Topic model is an essential a brand can determine a way to center a theme for promotional purposes or advertisment
Let’s Extract the users opinions and perceptions from tweets using sentiment analysis. Sentiment analysis is the process of retrieving information about a consumer’s perception of a brand
sa.value <- get_nrc_sentiment(samsung_tw$text)
## Warning: `spread_()` was deprecated in tidyr 1.2.0.
## ℹ Please use `spread()` instead.
## ℹ The deprecated feature was likely used in the syuzhet package.
## Please report the issue to the authors.
sa.value[1:5, 1:7]
## anger anticipation disgust fear joy sadness surprise
## 1 0 0 0 0 0 0 0
## 2 0 0 0 0 0 0 0
## 3 0 2 0 0 2 0 1
## 4 0 0 0 0 0 0 0
## 5 0 0 0 0 0 1 0
score <- colSums(sa.value[,])
samsung_score_df <- data.frame(score)
samsung_sa.score <- cbind(sentiment = row.names(samsung_score_df),
samsung_score_df, row.names = NULL)
ggplot(data = samsung_sa.score, aes(x = sentiment, y= score, fill = sentiment)) +
geom_bar(stat = "identity") +
theme(axis.text.x = element_text(angle = 45, hjust = 1))
pa.value <- get_nrc_sentiment(iphone_tw$text)
pa.value[1:5, 1:7]
## anger anticipation disgust fear joy sadness surprise
## 1 0 2 0 0 2 0 1
## 2 0 0 0 0 0 0 0
## 3 0 0 0 0 0 0 0
## 4 0 0 0 0 0 0 0
## 5 0 0 0 0 1 0 0
pscore <- colSums(pa.value[,])
iphone_score_df <- data.frame(pscore)
iphone_pa.score <- cbind(sentiment = row.names(iphone_score_df),
iphone_score_df, row.names = NULL)
ggplot(data = iphone_pa.score, aes(x = sentiment, y= pscore, fill = sentiment)) +
geom_bar(stat = "identity") +
theme(axis.text.x = element_text(angle = 45, hjust = 1))
It is not surprising that the most common words for iPhone brand included “apple”, “pro”, “android”, and “ios”.While top terms for the Samsung brand had “galaxy”, “android”, “google”, “Bibiana”, and “NASA”.
The sentiment analysis shows a high percentage of positive reaction, anticipation and joy. On the contrary, there is a low percentage of negative reactions, sadness and fear.

......

Task prompt
Can you rename "pscore" to "iphone_score" while giving the sentiment analysis text again between "iphone_score_df <- data.frame(pscore)" and "sadness and fear.", inclusive? The data that comes next has no connection to the sentiment analysis text.

(Saved entries)

......

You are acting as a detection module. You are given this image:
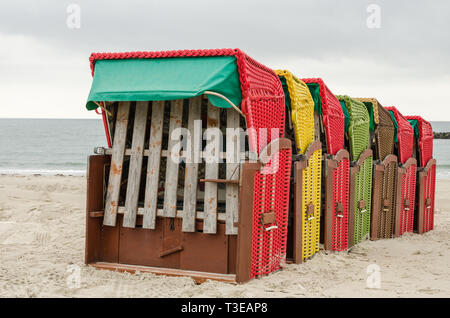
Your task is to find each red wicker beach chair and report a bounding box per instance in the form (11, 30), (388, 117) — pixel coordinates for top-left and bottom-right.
(386, 107), (417, 236)
(405, 116), (436, 233)
(86, 49), (292, 282)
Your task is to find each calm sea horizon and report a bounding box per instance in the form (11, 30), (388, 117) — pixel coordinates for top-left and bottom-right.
(0, 118), (450, 179)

......

Answer section
iphone_score_df <- data.frame(iphone_score)
iphone_pa.score <- cbind(sentiment = row.names(iphone_score_df),
iphone_score_df, row.names = NULL)
ggplot(data = iphone_pa.score, aes(x = sentiment, y= iphone_score, fill = sentiment)) +
geom_bar(stat = "identity") +
theme(axis.text.x = element_text(angle = 45, hjust = 1))
It is not surprising that the most common words for iPhone brand included “apple”, “pro”, “android”, and “ios”.While top terms for the Samsung brand had “galaxy”, “android”, “google”, “Bibiana”, and “NASA”.
The sentiment analysis shows a high percentage of positive reaction, anticipation and joy. On the contrary, there is a low percentage of negative reactions, sadness and fear.